YOUR TASK
From the line containing "the bare leg" through the last line, print the records exactly and nothing else.

THE DATA
★ ★ ★ ★ ★

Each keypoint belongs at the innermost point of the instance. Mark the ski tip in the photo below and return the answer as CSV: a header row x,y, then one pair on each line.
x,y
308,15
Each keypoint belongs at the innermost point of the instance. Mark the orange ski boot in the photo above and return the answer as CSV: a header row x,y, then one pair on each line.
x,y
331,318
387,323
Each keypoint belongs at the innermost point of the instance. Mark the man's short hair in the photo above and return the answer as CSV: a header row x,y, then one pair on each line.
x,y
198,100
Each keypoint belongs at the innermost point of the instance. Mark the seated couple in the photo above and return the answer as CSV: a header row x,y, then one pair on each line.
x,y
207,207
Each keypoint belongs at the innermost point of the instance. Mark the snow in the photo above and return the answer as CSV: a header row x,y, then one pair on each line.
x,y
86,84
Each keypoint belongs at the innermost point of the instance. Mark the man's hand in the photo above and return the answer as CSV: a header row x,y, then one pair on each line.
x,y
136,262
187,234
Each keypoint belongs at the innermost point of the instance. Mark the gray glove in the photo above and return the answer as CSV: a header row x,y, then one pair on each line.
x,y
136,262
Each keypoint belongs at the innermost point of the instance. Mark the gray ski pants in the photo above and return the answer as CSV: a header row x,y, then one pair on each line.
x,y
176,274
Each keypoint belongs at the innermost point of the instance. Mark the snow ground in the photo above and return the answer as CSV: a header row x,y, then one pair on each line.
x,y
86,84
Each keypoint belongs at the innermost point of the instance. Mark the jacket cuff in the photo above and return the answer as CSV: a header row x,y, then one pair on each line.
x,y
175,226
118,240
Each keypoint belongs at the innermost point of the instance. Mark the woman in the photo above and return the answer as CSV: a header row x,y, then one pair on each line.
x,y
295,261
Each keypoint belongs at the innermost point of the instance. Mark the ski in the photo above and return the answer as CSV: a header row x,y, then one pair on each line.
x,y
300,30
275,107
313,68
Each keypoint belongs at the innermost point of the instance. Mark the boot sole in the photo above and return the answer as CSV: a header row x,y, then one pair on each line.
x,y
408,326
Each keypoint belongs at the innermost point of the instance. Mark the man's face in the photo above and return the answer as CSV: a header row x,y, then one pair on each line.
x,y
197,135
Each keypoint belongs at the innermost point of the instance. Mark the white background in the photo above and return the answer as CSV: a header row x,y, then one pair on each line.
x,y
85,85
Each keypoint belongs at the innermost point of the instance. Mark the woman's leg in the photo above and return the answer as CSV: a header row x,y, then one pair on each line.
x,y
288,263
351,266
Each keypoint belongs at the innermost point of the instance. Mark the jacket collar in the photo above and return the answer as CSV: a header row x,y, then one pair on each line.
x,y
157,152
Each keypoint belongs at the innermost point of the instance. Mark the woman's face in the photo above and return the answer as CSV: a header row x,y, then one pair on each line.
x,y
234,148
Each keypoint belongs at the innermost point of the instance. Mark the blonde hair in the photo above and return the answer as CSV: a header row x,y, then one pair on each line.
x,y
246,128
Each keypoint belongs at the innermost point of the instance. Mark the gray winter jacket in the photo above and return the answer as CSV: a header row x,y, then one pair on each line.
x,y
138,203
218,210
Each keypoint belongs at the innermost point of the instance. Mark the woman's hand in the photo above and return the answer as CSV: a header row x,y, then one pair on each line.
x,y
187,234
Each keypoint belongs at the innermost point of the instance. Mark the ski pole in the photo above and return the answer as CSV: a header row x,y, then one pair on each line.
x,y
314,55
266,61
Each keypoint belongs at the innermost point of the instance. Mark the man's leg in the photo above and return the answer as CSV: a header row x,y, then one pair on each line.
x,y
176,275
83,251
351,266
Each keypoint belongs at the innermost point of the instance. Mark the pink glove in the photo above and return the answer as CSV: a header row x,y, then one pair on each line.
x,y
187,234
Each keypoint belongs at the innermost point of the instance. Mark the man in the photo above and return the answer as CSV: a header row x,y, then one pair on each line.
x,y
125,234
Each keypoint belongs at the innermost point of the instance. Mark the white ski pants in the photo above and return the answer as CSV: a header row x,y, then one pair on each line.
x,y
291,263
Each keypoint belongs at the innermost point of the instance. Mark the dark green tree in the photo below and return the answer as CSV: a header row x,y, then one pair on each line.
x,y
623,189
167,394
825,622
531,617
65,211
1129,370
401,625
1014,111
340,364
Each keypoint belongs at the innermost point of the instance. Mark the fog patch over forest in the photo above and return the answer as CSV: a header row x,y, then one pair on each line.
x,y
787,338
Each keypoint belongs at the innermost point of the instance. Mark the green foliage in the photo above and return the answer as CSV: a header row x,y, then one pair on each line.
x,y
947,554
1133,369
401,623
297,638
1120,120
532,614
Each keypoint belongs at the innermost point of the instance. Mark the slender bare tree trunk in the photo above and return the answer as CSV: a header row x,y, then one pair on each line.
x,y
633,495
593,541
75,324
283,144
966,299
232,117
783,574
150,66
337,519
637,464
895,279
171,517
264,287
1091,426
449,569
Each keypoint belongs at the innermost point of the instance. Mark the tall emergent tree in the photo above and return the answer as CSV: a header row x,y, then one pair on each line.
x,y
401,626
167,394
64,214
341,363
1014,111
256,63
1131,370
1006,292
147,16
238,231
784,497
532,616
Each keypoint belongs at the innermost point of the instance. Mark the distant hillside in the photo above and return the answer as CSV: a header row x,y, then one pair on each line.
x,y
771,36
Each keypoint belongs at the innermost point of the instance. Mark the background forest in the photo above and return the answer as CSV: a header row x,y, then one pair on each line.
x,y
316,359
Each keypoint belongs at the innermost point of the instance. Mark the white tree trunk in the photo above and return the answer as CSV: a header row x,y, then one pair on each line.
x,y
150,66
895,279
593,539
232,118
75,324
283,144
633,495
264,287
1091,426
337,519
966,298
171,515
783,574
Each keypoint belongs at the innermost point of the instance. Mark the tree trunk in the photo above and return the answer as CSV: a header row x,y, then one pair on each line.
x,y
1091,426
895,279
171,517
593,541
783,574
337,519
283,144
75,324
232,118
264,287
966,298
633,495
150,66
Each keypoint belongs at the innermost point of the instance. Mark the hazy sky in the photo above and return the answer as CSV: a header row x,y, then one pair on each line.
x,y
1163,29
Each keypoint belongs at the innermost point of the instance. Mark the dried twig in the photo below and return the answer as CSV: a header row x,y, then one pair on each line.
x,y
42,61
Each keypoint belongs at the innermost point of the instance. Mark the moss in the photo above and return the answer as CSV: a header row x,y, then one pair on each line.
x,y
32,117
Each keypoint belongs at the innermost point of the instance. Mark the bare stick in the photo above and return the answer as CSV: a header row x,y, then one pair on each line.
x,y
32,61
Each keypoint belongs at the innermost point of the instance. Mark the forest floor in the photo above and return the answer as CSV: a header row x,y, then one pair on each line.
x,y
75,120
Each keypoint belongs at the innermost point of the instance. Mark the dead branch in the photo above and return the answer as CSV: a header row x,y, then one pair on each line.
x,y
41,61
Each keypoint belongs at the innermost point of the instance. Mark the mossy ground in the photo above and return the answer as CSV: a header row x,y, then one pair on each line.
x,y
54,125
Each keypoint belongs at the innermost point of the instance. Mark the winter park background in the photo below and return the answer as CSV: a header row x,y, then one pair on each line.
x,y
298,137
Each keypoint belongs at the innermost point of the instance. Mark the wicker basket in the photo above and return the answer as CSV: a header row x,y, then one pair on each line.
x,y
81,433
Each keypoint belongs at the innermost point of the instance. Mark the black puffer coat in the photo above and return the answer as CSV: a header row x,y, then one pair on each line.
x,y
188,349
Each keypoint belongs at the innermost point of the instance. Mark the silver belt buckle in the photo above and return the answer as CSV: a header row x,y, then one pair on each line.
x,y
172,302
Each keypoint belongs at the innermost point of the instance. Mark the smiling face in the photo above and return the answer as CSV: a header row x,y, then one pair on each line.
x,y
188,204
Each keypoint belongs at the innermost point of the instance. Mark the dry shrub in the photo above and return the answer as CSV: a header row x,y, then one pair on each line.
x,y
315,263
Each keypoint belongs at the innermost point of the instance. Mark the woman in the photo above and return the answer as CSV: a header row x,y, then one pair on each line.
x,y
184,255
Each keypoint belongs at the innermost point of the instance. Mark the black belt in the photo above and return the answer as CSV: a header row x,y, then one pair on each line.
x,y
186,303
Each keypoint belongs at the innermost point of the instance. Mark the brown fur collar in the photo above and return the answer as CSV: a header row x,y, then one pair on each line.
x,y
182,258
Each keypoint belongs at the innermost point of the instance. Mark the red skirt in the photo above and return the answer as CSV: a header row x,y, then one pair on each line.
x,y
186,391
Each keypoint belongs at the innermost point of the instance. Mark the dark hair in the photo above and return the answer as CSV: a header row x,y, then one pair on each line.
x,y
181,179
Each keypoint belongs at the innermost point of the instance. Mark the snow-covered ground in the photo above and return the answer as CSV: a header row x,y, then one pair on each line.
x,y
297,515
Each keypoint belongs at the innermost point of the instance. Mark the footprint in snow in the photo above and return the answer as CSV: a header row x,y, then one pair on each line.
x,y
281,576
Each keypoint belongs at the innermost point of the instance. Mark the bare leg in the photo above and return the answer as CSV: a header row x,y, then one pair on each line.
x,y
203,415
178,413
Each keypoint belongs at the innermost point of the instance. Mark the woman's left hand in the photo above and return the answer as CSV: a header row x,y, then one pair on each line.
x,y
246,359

★ ★ ★ ★ ★

TASK OUTPUT
Each keypoint belongs at the innermost point of the instance. Mark the bare leg in the photo above and return the answer as CSV: a header row x,y, then one pair on each line.
x,y
203,415
178,413
Each keypoint belongs at the innermost point of the instance. Mark the woman's left hand in the photo above and return the answer as CSV: a header row x,y, then one pair on each line.
x,y
246,359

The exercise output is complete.